##### DOCUMENT

Postby denis_berthier » Tue Feb 28, 2023 9:51 am

.
One more useful pattern (less frequent than the previous ones), EL13c175:

Code: Select all
...........X..X..X..X.X..X......X.X.....X.X....XX...X............................
+-------+-------+-------+
! . . . ! . . . ! . . . !
! . . X ! . . X ! . . X !
! . . X ! . X . ! . X . !
+-------+-------+-------+
! . . . ! . . X ! . X . !
! . . . ! . X . ! X . . !
! . . X ! X . . ! . X . !
+-------+-------+-------+
! o o . ! . . . ! . . . !
! o o . ! . . . ! . . . !
! o o . ! . . . ! . . . !
+-------+-------+-------+


isomorphic to:

Code: Select all
+-------+-------+-------+
! . . . ! . . X ! . . X !

##########

• _WRITTEN TASK 1_
Lay out the records as a JSON list of strings, one string per line with blank lines left out, running from the first line of the records through the line that contains "M 105 214 L".

##### MATERIAL SHOWN

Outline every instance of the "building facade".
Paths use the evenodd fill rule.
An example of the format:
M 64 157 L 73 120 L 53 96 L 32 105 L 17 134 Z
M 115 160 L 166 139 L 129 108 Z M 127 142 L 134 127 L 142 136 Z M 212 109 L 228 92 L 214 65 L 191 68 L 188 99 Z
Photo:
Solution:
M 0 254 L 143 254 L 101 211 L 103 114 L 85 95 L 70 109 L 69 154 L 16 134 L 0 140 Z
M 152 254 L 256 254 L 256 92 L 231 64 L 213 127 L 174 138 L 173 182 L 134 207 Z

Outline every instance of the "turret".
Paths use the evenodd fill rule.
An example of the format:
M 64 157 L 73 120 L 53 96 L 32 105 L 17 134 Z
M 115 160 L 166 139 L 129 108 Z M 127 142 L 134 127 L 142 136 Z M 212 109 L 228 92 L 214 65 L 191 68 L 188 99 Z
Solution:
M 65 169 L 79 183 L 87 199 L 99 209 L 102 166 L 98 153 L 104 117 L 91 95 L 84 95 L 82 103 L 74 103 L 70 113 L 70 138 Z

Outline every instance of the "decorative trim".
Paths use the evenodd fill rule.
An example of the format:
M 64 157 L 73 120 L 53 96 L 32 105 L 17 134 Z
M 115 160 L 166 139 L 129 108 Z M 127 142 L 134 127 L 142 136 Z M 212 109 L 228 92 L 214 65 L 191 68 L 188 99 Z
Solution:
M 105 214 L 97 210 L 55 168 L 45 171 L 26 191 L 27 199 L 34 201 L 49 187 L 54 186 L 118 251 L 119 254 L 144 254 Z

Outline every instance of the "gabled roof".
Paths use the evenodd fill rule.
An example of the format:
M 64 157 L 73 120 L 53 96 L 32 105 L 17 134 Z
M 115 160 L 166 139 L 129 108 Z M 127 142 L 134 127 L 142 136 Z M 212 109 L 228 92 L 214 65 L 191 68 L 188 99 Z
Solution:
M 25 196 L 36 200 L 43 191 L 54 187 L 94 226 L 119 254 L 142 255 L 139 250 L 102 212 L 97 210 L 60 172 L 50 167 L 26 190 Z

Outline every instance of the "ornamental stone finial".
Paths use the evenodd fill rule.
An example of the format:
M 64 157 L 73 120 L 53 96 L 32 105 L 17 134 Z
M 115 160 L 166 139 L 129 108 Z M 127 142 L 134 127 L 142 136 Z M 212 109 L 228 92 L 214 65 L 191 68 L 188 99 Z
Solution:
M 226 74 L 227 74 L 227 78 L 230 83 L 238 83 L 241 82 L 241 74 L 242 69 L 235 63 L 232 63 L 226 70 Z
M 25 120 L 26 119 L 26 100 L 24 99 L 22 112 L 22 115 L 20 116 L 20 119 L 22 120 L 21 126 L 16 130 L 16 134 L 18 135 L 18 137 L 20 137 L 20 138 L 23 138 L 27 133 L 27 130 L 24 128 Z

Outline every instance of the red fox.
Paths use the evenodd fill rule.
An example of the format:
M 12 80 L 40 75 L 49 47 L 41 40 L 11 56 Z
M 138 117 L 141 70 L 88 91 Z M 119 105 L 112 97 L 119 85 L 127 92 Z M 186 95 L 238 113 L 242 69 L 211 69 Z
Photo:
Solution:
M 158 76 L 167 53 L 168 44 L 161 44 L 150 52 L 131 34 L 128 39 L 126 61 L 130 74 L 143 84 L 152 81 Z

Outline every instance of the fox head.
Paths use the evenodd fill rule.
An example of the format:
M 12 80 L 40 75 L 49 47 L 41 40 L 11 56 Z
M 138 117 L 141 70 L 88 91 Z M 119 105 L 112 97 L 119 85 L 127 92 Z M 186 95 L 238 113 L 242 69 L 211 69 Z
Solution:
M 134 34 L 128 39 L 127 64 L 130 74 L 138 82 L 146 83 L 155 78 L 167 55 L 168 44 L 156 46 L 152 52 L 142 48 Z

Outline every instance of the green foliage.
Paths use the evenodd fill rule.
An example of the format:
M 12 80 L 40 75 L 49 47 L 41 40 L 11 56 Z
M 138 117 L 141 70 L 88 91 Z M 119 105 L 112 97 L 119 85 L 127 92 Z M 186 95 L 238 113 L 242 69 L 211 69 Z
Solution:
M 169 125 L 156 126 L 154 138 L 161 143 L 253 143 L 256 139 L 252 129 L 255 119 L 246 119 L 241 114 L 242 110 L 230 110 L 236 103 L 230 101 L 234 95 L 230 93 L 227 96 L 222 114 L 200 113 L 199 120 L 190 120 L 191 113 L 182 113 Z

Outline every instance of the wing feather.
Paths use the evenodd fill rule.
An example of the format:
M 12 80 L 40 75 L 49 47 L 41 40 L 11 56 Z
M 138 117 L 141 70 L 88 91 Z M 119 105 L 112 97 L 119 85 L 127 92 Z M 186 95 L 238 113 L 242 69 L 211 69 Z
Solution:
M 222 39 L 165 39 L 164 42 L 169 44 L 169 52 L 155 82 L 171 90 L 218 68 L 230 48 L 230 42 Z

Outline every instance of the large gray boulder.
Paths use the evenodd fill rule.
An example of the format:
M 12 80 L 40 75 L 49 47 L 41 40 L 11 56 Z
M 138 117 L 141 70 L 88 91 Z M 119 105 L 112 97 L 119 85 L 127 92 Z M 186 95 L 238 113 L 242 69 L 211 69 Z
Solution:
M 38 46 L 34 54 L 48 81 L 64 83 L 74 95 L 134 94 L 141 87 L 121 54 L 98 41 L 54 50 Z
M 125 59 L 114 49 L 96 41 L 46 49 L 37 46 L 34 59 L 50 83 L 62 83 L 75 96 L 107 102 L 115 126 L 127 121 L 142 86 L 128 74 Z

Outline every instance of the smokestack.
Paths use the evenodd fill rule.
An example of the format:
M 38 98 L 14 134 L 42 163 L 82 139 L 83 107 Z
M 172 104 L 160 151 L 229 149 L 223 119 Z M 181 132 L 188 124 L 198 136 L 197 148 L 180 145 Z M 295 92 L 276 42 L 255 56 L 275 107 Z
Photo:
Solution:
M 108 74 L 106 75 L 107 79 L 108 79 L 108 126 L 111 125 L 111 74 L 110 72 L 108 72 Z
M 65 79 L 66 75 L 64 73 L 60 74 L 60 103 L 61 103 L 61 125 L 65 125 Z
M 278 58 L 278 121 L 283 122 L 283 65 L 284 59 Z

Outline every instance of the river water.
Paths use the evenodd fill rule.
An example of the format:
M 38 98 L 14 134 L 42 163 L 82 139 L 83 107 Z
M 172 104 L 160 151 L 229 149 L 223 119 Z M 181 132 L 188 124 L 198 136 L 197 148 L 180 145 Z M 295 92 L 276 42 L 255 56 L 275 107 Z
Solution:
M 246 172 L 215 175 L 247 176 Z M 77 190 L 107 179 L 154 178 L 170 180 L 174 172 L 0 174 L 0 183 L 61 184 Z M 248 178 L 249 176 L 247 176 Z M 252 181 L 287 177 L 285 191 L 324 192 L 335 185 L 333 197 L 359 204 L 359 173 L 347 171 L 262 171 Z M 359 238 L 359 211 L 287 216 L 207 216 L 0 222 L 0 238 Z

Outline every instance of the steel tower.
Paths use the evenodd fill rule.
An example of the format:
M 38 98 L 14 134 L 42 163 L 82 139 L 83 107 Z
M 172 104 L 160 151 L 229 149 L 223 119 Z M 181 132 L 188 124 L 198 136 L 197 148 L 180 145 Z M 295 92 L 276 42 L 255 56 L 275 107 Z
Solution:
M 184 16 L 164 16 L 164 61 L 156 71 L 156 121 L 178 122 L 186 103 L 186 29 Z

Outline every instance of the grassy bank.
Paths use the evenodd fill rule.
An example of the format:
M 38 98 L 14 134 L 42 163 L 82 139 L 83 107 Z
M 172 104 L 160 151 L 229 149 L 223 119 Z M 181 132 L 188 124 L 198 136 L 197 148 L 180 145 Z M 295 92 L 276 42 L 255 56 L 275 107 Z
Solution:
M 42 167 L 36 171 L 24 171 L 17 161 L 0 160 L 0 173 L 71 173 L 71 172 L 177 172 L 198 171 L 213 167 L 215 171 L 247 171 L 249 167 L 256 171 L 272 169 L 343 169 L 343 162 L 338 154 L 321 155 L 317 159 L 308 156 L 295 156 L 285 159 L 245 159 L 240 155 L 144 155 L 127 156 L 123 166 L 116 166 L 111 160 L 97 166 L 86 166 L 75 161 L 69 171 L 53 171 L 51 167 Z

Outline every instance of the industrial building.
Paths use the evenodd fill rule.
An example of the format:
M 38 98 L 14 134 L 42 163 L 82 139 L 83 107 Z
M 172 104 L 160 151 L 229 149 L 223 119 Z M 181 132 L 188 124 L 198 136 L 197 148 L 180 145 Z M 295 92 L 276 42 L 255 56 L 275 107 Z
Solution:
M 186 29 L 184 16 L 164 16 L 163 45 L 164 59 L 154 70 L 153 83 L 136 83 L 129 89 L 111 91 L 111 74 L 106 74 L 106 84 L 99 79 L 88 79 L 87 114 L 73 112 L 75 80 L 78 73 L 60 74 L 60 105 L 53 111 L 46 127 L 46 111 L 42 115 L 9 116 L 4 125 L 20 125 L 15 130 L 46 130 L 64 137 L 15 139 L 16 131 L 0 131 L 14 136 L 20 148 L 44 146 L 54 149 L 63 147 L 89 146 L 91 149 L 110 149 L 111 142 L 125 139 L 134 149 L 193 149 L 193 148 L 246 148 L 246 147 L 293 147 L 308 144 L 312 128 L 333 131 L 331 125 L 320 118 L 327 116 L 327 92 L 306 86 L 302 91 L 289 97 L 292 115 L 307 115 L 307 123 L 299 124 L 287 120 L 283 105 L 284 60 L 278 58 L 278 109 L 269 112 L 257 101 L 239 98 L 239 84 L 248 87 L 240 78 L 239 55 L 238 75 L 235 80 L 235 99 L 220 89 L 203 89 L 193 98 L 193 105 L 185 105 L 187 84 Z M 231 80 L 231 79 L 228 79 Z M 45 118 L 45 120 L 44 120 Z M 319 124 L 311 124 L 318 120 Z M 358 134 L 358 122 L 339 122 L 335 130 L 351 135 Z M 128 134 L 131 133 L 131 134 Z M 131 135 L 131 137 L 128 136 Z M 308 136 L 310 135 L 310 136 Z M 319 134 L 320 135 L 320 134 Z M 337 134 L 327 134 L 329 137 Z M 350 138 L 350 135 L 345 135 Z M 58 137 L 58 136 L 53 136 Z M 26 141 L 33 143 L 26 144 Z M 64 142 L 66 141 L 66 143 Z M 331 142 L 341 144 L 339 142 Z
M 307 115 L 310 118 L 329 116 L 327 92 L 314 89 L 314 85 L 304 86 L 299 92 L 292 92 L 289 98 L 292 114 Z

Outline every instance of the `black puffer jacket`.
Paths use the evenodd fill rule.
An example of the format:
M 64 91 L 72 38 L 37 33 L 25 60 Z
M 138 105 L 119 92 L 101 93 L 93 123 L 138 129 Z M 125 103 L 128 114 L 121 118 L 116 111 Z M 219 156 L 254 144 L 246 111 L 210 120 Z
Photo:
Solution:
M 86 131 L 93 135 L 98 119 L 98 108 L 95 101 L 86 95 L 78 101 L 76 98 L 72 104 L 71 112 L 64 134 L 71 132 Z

##########

• _WRITTEN TASK 2_
Say whether each statement agrees with the forum post, answering yes or no and quoting the words that decide it: (a) The post was made on a Tuesday in February 2023. (b) The post calls this pattern more frequent than the previous ones. (c) The pattern shown is labeled EL13c175.

• _FULL ANSWER 1_
[
  "Outline every instance of the \"building facade\".",
  "Paths use the evenodd fill rule.",
  "An example of the format:",
  "M 64 157 L 73 120 L 53 96 L 32 105 L 17 134 Z",
  "M 115 160 L 166 139 L 129 108 Z M 127 142 L 134 127 L 142 136 Z M 212 109 L 228 92 L 214 65 L 191 68 L 188 99 Z",
  "Photo:",
  "Solution:",
  "M 0 254 L 143 254 L 101 211 L 103 114 L 85 95 L 70 109 L 69 154 L 16 134 L 0 140 Z",
  "M 152 254 L 256 254 L 256 92 L 231 64 L 213 127 L 174 138 L 173 182 L 134 207 Z",
  "Outline every instance of the \"turret\".",
  "Paths use the evenodd fill rule.",
  "An example of the format:",
  "M 64 157 L 73 120 L 53 96 L 32 105 L 17 134 Z",
  "M 115 160 L 166 139 L 129 108 Z M 127 142 L 134 127 L 142 136 Z M 212 109 L 228 92 L 214 65 L 191 68 L 188 99 Z",
  "Solution:",
  "M 65 169 L 79 183 L 87 199 L 99 209 L 102 166 L 98 153 L 104 117 L 91 95 L 84 95 L 82 103 L 74 103 L 70 113 L 70 138 Z",
  "Outline every instance of the \"decorative trim\".",
  "Paths use the evenodd fill rule.",
  "An example of the format:",
  "M 64 157 L 73 120 L 53 96 L 32 105 L 17 134 Z",
  "M 115 160 L 166 139 L 129 108 Z M 127 142 L 134 127 L 142 136 Z M 212 109 L 228 92 L 214 65 L 191 68 L 188 99 Z",
  "Solution:",
  "M 105 214 L 97 210 L 55 168 L 45 171 L 26 191 L 27 199 L 34 201 L 49 187 L 54 186 L 118 251 L 119 254 L 144 254 Z"
]

• _FULL ANSWER 2_
(a) Yes: "Tue Feb 28, 2023 9:51 am"
(b) No: "less frequent than the previous ones"
(c) Yes: "One more useful pattern (less frequent than the previous ones), EL13c175"